Image point grounding data:
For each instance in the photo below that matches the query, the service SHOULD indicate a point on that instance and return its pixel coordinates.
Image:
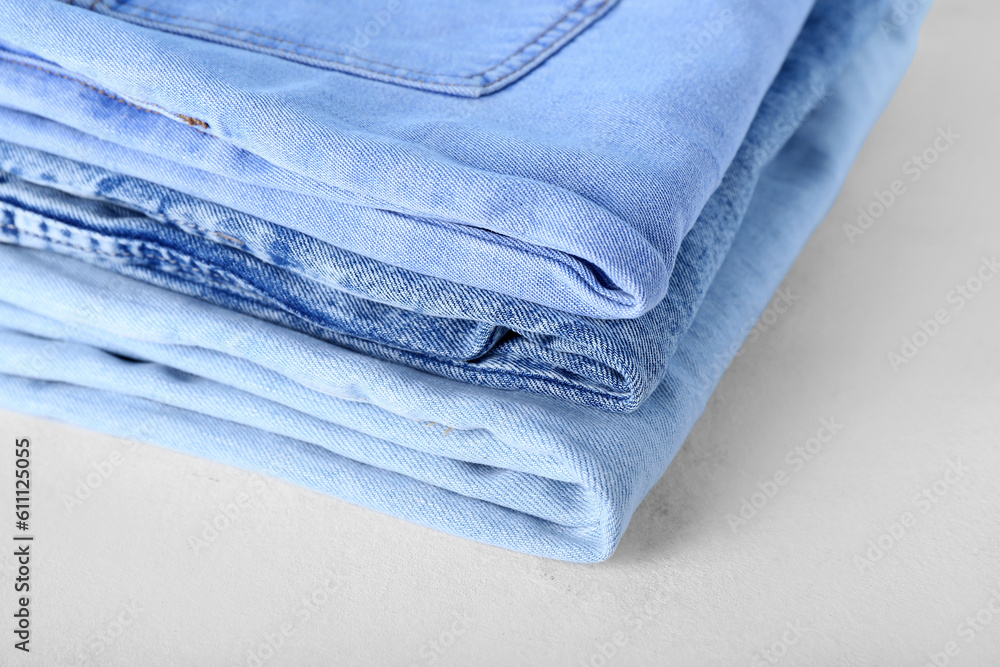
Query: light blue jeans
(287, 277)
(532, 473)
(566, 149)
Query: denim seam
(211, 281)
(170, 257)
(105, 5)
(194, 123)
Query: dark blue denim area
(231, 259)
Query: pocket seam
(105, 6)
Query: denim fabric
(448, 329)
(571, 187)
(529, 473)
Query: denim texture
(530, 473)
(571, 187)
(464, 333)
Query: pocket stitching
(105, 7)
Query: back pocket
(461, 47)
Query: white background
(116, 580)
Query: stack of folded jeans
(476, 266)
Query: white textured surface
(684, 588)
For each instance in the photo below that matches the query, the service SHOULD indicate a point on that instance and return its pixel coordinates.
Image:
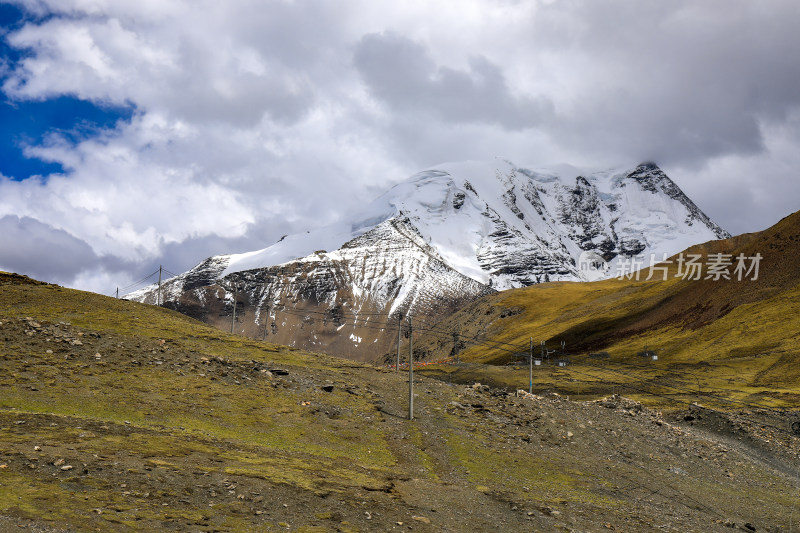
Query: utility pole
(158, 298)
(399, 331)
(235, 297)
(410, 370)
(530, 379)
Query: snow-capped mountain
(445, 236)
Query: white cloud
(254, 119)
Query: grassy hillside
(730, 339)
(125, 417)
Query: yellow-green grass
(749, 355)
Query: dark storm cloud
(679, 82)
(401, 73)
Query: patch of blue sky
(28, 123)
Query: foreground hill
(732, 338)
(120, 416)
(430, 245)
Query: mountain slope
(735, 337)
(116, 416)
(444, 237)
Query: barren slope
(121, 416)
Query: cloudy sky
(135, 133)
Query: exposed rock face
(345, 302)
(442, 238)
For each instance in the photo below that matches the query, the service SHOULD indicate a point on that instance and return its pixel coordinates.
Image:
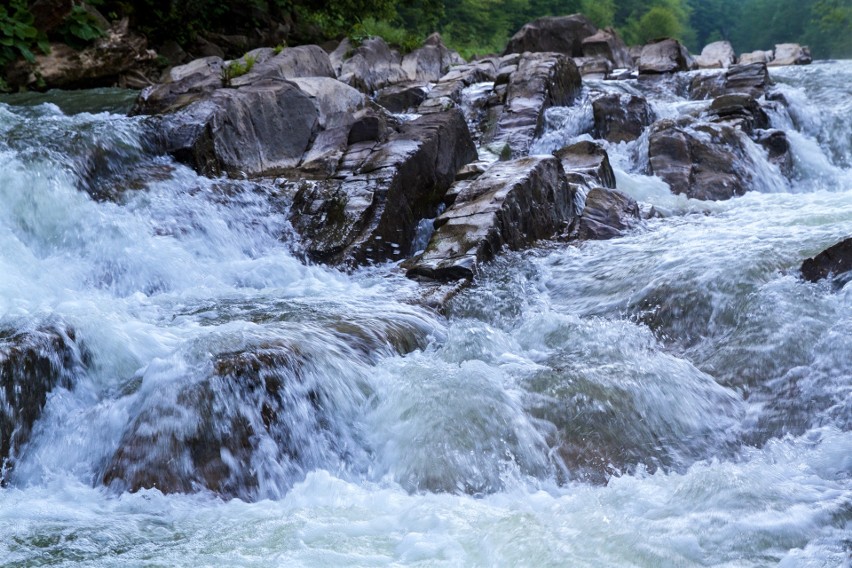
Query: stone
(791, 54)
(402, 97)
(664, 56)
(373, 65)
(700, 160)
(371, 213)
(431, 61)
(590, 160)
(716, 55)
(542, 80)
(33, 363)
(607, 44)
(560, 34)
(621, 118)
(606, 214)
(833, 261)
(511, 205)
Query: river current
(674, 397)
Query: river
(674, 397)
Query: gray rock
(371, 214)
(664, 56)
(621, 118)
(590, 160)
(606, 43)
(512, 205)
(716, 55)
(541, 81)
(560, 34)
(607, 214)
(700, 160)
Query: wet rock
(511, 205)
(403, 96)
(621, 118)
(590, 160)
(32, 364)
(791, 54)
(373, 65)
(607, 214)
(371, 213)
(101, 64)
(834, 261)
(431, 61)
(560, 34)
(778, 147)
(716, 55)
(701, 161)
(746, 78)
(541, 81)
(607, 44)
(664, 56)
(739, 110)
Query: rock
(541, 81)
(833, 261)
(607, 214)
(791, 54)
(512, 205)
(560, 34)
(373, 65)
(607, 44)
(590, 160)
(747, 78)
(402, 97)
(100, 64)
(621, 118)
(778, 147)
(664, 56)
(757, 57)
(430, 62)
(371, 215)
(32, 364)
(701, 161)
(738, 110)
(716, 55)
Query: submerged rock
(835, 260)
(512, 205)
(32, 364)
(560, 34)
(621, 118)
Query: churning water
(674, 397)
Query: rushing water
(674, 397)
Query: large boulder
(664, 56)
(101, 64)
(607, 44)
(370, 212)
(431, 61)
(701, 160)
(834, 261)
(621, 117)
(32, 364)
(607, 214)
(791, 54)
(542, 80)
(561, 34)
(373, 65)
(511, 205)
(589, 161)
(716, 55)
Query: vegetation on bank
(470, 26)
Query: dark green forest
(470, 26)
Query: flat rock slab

# PROBLEM DESCRIPTION:
Each entry shown above must be quoted exactly, with its pictures left out.

# COMPLETED EXERCISE:
For each instance in the photo below that matches the query, the service SHOULD indicate a point on that instance and return its pixel coordinates.
Image:
Query: light blue jeans
(287, 277)
(532, 473)
(566, 149)
Query: denim seam
(211, 281)
(170, 257)
(105, 5)
(194, 123)
Query: dark blue denim area
(231, 259)
Query: pocket seam
(105, 6)
Query: denim fabric
(448, 329)
(571, 187)
(529, 473)
Query: denim texture
(530, 473)
(571, 187)
(464, 333)
Query: pocket stitching
(105, 7)
Query: back pocket
(461, 47)
Query: white background
(116, 580)
Query: stack of folded jeans
(476, 266)
Query: white textured surface
(684, 588)
For each instance in the photo below that matches the query, the service SHOULD indicate a point on that instance and return its pixel coordinates.
Image:
Query: utility pole
(158, 298)
(399, 331)
(235, 297)
(410, 370)
(530, 379)
Query: snow-capped mountain
(445, 236)
Query: white cloud
(254, 119)
Query: grassy hillside
(730, 339)
(125, 417)
Query: yellow-green grass
(749, 355)
Query: dark storm cloud
(679, 82)
(401, 73)
Query: patch of blue sky
(28, 123)
Query: foreground hill
(732, 338)
(120, 416)
(430, 245)
Query: mountain slope
(735, 337)
(116, 416)
(444, 237)
Query: barren slope
(121, 416)
Query: cloudy sky
(135, 133)
Query: exposed rock face
(345, 302)
(442, 238)
For each instance in the photo below that matches the query, the service SHOULD indicate a point on that instance and return its pixel coordinates.
Image:
Query: stone
(791, 54)
(402, 97)
(664, 56)
(373, 65)
(700, 160)
(371, 213)
(431, 61)
(590, 160)
(716, 55)
(542, 80)
(33, 363)
(607, 44)
(560, 34)
(621, 118)
(606, 214)
(833, 261)
(511, 205)
Query: river current
(674, 397)
Query: river
(674, 397)
Query: gray rock
(371, 214)
(664, 56)
(621, 118)
(590, 160)
(606, 43)
(512, 205)
(716, 55)
(541, 81)
(560, 34)
(607, 214)
(700, 160)
Query: wet rock
(511, 205)
(403, 96)
(621, 118)
(590, 160)
(32, 364)
(791, 54)
(373, 65)
(607, 214)
(371, 213)
(101, 64)
(834, 261)
(431, 61)
(560, 34)
(778, 147)
(716, 55)
(701, 161)
(746, 78)
(541, 81)
(607, 44)
(664, 56)
(739, 110)
Query: rock
(541, 81)
(833, 261)
(607, 214)
(791, 54)
(512, 205)
(560, 34)
(373, 65)
(607, 44)
(590, 160)
(747, 78)
(402, 97)
(100, 64)
(621, 118)
(778, 147)
(664, 56)
(757, 57)
(430, 62)
(371, 215)
(32, 364)
(701, 161)
(738, 110)
(716, 55)
Query: submerged rock
(835, 260)
(512, 205)
(32, 364)
(560, 34)
(621, 118)
Query: churning water
(674, 397)
Query: rushing water
(674, 397)
Query: large boulder
(664, 56)
(101, 64)
(607, 44)
(370, 212)
(431, 61)
(701, 160)
(834, 261)
(621, 117)
(32, 364)
(607, 214)
(791, 54)
(542, 80)
(561, 34)
(373, 65)
(511, 205)
(589, 161)
(716, 55)
Query: vegetation on bank
(470, 26)
Query: dark green forest
(470, 26)
Query: flat rock slab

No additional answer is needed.